■ **Yapılacak İşler**:
(a) İncelenecek metne göre sanayici, üretici ve esnaf ne zamandır iflasa gidiyor?
(b) İncelenecek metinde "Partili partisiz hangi" ile başlayıp "gitti ve gidiyor." ile biten kısmı (bu son ifade de dahil) yeniden yaz ve "esnaf" yerine "çiftçi" koyarak güncelle.

“HER ŞEY TERSİNE GİTMEYE BAŞLADI”

Çarşamba, 12 Haziran 2019
Türkiye’yi yöneten kıymetli yöneticiler; neredesiniz? 
Ortalıkta görünmüyorsunuz, bir sorun mu var bizim bilmediğimiz? 
Partili partisiz hangi parti ve partilinin olduğunun önemi yok, sizler o koltuklar için sidik yarışı yapmaya çalışırken 1 yılı aşkın bir süredir sanayici, üretici, esnaf, otomotiv sektörü, inşaat sektörü  Türkiye için KDV üreticisi çöktü iflasa gitti ve gidiyor.

■ **Çıkarılan Satırlar**:
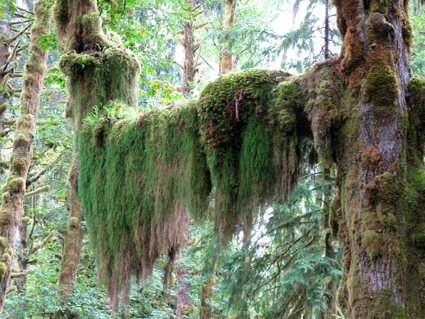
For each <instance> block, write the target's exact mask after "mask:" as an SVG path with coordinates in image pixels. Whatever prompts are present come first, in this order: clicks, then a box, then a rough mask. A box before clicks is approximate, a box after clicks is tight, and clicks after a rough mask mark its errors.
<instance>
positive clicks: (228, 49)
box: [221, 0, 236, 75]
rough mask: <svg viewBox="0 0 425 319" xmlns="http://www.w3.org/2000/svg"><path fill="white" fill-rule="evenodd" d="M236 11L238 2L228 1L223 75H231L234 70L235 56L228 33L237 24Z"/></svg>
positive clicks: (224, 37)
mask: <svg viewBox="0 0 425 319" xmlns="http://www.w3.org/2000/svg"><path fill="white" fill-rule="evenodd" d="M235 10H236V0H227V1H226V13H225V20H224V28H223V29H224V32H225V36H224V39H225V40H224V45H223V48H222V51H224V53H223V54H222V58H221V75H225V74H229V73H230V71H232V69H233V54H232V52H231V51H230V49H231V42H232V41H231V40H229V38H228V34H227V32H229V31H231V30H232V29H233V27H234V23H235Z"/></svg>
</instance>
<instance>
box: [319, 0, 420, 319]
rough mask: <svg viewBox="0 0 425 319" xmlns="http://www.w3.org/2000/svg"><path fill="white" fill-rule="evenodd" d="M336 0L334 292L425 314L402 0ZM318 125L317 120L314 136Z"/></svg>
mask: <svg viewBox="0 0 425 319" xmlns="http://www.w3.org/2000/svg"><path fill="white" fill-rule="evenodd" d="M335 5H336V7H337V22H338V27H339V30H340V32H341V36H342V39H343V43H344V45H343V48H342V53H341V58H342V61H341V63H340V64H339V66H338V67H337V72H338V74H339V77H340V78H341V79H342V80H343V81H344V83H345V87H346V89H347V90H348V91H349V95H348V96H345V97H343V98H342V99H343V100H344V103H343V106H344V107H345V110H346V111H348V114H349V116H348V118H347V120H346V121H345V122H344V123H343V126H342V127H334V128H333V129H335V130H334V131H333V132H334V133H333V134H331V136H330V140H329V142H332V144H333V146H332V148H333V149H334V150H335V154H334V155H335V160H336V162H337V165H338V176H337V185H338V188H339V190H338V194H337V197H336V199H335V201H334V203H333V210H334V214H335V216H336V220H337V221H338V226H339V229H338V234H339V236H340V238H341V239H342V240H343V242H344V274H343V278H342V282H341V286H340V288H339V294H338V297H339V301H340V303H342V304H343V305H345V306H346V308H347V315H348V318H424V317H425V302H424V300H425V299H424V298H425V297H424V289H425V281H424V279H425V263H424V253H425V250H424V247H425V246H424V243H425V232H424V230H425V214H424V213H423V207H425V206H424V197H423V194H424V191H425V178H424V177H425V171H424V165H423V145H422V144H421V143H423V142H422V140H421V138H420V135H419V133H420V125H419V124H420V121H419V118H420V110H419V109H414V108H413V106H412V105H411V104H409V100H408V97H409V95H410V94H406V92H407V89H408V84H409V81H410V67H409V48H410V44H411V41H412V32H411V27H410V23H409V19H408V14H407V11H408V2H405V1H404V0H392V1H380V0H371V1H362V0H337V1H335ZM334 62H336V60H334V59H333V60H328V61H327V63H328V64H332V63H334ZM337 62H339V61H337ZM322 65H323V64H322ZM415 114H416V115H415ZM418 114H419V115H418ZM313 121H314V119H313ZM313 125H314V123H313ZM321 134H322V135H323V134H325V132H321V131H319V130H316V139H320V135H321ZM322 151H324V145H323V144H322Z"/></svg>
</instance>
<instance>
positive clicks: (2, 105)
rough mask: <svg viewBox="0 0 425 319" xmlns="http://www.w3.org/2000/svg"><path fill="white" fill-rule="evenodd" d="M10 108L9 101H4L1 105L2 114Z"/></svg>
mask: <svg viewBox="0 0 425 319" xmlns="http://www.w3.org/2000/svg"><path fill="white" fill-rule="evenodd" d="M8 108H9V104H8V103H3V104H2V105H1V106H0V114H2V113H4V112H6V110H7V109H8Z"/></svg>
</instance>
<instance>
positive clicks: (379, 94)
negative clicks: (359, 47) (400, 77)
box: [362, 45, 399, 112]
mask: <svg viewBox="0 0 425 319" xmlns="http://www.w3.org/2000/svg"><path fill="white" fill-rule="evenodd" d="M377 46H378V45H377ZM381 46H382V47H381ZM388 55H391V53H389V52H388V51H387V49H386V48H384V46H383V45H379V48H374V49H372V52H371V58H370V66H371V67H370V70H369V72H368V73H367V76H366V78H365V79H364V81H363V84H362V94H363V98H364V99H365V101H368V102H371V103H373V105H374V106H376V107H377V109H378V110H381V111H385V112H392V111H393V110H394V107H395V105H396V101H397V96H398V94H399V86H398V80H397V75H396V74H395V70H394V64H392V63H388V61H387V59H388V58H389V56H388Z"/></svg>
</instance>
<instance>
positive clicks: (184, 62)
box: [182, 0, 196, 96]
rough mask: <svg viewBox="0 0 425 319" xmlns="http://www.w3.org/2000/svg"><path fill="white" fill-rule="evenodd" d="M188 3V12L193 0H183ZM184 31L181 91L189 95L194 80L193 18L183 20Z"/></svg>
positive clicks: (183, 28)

* * *

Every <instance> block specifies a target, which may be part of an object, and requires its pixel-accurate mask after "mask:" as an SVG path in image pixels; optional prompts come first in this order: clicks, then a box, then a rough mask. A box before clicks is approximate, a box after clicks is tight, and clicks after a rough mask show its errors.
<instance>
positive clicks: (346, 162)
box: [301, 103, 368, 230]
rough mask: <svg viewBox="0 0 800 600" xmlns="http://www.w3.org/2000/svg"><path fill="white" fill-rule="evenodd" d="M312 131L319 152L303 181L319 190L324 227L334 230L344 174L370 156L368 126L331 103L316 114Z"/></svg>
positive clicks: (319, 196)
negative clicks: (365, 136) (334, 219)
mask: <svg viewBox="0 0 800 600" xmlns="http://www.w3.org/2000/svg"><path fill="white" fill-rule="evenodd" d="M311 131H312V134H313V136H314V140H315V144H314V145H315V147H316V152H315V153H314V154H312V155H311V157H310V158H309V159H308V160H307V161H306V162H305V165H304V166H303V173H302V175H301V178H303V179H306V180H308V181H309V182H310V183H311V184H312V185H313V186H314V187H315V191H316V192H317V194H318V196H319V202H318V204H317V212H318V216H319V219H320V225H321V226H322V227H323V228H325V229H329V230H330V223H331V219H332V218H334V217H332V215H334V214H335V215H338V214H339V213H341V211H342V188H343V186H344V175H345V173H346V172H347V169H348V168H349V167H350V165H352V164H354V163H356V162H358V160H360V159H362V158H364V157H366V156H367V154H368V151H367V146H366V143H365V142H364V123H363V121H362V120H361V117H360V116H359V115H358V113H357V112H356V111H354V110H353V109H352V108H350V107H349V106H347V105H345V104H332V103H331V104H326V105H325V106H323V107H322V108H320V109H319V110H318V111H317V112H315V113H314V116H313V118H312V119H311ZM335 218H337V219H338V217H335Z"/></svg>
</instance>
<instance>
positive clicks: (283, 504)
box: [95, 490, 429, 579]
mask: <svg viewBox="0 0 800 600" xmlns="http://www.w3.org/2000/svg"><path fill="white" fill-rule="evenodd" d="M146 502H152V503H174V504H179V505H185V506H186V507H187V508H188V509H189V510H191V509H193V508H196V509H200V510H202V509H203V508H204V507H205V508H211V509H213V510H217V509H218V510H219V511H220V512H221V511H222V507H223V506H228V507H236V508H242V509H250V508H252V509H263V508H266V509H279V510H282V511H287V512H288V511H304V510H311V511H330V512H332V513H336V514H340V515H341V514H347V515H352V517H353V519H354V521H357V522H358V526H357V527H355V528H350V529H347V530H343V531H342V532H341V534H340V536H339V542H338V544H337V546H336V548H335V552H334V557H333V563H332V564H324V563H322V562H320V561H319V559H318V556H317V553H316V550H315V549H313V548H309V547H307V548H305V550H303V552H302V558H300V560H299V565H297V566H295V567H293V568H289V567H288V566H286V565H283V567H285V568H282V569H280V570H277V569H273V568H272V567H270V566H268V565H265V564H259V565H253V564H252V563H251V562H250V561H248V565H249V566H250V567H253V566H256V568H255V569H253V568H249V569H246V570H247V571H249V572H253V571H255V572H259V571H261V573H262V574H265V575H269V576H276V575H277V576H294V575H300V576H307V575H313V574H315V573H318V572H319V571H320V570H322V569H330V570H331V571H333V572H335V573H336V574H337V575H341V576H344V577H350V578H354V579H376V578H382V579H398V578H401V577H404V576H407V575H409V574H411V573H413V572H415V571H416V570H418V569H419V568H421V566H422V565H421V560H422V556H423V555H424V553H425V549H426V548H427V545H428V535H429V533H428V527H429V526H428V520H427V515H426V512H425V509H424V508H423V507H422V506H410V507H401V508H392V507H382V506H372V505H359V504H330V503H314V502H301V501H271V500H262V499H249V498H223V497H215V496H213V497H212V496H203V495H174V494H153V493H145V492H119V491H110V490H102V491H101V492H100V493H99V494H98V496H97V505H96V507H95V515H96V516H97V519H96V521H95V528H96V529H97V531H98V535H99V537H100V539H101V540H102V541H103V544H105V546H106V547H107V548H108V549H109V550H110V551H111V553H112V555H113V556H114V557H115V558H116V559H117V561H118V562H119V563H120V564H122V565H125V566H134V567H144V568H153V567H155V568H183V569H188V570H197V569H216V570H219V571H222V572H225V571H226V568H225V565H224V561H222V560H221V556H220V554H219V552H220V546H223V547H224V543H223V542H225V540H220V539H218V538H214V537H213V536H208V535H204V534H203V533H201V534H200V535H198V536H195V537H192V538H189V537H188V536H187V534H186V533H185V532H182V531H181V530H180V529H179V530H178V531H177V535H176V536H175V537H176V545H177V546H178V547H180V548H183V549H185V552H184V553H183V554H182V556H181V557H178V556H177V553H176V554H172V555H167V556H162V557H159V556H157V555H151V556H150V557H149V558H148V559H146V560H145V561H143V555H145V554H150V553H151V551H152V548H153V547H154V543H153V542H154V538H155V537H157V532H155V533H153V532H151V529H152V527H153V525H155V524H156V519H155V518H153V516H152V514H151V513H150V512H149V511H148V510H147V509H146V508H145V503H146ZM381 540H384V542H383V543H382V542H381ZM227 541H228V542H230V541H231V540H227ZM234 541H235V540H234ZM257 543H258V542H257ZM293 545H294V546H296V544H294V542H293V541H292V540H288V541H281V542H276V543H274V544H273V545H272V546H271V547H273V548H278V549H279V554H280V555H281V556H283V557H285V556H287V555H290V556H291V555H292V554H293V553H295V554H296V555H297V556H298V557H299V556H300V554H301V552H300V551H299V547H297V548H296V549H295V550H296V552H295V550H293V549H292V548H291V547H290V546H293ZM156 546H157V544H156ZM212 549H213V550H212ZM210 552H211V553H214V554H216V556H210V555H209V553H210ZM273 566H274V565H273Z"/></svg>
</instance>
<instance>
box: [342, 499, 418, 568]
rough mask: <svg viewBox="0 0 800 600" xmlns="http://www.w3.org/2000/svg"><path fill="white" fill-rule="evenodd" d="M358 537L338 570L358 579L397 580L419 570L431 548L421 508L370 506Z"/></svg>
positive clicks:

---

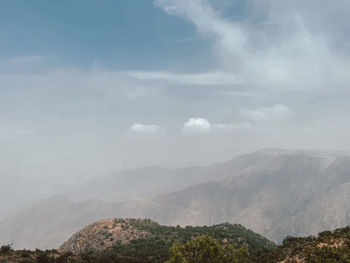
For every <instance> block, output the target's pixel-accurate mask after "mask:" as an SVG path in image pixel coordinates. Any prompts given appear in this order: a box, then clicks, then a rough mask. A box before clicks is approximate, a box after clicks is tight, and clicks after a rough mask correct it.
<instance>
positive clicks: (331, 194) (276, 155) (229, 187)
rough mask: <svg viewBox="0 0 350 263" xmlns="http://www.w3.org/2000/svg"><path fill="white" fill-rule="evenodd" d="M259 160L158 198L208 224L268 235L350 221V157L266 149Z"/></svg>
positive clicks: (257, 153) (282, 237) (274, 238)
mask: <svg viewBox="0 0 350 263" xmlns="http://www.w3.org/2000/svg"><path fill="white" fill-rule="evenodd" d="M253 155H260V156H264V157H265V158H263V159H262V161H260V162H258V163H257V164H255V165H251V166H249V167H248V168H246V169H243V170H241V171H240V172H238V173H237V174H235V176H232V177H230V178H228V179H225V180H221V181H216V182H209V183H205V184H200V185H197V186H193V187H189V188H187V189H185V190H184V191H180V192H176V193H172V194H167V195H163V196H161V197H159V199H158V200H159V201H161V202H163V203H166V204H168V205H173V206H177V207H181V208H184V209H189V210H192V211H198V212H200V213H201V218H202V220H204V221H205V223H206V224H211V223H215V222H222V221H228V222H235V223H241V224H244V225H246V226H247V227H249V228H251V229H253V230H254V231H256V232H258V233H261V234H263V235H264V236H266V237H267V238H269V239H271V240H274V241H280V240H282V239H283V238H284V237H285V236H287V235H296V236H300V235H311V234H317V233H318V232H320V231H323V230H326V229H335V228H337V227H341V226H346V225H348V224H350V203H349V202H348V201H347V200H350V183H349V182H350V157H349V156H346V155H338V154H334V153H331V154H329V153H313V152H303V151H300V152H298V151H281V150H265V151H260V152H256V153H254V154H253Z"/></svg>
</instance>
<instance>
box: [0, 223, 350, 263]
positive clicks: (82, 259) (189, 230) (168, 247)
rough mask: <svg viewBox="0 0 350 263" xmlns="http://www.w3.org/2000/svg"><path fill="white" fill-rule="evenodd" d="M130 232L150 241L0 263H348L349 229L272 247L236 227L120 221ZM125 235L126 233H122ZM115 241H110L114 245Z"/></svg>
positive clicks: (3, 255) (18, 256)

■ **İşlerin Cevapları**:
(a) 1 yılı aşkın bir süredir.

(b)
Partili partisiz hangi parti ve partilinin olduğunun önemi yok, sizler o koltuklar için sidik yarışı yapmaya çalışırken 1 yılı aşkın bir süredir sanayici, üretici, çiftçi, otomotiv sektörü, inşaat sektörü  Türkiye için KDV üreticisi çöktü iflasa gitti ve gidiyor.